THE TASK ▸
In the listing below, locate the line containing "Target: suit lapel"; reproduce that line and all lines that follow it, unchanged.

SUPPLIED RECORDS ▸
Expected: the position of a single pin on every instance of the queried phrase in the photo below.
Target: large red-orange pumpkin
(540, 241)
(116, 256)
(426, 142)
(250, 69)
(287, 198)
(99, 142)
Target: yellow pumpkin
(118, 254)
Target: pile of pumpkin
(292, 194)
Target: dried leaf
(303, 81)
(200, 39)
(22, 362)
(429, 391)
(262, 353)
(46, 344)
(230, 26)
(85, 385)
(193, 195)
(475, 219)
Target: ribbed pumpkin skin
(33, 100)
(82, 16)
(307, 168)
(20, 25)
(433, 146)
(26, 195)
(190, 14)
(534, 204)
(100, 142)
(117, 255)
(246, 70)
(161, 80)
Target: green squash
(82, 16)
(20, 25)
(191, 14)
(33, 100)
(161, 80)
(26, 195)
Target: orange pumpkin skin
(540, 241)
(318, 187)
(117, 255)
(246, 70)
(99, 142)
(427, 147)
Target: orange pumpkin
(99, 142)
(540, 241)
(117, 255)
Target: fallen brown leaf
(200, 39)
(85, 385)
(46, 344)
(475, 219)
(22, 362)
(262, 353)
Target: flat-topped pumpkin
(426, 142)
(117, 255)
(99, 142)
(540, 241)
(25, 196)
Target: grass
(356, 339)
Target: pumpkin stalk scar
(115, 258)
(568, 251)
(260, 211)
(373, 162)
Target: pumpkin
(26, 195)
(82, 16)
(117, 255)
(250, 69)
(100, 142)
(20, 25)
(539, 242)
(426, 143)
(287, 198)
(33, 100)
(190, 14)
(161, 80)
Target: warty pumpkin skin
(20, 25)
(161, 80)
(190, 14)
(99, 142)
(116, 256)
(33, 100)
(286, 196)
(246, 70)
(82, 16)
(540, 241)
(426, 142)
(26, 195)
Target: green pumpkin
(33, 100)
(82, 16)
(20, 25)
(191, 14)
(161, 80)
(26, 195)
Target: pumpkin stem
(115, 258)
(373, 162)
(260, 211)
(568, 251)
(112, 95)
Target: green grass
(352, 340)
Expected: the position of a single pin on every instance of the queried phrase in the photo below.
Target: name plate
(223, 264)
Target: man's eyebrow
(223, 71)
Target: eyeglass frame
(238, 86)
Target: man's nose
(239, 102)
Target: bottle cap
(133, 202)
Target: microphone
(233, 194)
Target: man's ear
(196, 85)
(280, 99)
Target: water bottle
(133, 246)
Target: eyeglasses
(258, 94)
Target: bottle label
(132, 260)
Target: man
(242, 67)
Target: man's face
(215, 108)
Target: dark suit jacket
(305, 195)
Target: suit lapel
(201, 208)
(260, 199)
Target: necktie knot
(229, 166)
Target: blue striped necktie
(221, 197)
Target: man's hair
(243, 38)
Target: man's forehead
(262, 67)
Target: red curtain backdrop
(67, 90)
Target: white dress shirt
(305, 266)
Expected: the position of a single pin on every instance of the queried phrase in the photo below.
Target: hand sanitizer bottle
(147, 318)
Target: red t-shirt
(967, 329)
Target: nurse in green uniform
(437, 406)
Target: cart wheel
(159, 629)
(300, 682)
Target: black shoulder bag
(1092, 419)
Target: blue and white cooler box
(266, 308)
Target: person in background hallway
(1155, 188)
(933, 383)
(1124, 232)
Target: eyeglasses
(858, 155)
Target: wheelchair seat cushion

SOLUTION BELOW ▸
Target: suit lapel
(201, 208)
(260, 199)
Target: necktie knot
(229, 166)
Target: blue striped necktie
(221, 197)
Target: man's hair
(243, 38)
Target: man's forehead
(262, 67)
Target: red curtain backdrop
(67, 90)
Target: white dress shirt
(305, 266)
Expected: the position of a single pin on every instance of the queried phrase in the photo below.
Target: hand sanitizer bottle
(147, 318)
Target: red t-shirt
(967, 329)
Target: nurse in green uniform
(437, 406)
Target: cart wheel
(159, 629)
(300, 682)
Target: black shoulder bag
(1092, 419)
Target: blue and white cooler box
(266, 308)
Target: person in background hallway
(1155, 188)
(933, 383)
(1124, 232)
Target: eyeglasses
(858, 155)
Target: wheelchair seat cushion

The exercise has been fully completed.